▶ **Aim of the exercise**
Return every line of the data below word for word, omitting the pictures.

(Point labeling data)

[start]

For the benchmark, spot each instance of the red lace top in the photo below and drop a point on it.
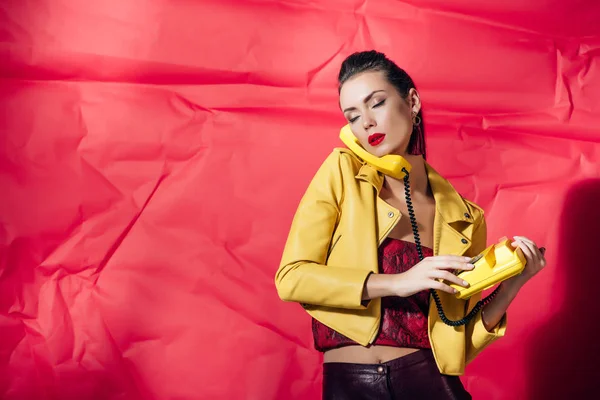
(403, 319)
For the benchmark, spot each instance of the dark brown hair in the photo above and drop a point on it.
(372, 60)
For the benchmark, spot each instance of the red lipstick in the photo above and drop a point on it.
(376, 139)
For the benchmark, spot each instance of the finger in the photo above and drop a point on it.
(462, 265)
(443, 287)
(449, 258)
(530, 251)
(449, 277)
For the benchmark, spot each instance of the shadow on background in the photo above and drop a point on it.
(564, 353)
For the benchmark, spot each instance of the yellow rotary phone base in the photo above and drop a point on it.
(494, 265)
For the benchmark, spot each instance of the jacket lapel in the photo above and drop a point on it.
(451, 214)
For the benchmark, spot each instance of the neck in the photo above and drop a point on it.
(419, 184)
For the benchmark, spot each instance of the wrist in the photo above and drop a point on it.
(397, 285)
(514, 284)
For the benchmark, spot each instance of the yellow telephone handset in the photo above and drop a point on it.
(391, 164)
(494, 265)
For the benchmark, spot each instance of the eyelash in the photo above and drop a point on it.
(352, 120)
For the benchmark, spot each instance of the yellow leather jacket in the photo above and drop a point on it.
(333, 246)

[end]

▶ **Response to this exercise**
For the benchmark, spot each instance of the red lace top in the photo below and drop a point on it.
(403, 319)
For the benchmark, spot each instance of the dark brown hair in the photo above and drop a point on it.
(372, 60)
For the benchmark, spot each instance of the red lipstick in the photo above and drop a point on it.
(376, 139)
For the benchmark, spot each instance of the finger in the photo above and drop a point on it.
(462, 265)
(443, 287)
(449, 258)
(530, 251)
(449, 277)
For the benchmark, spot each instance of the shadow on background in the photo above and drop a point on it.
(564, 353)
For the benchmark, spot each instance of the yellow rotary phone base in the photo above and drop a point on it.
(494, 265)
For the benchmark, spot each instance of the jacket lapel in the photo above and drop a point on it.
(451, 214)
For the benchmark, spot each instance of the neck in the photo above and drop a point on it.
(419, 184)
For the benchmark, spot each instance of the wrist in the photo above and drop a point on it.
(397, 285)
(514, 284)
For the benchmark, spot each instance of the yellow telephone handset in the photo above and drop a point on it.
(391, 164)
(494, 265)
For the benchmark, spot each instance of the eyelash in the photo above and drop a point on it.
(352, 120)
For the benchmark, spot each instance of the yellow leather jacket in the photo above and drop a point on it.
(333, 246)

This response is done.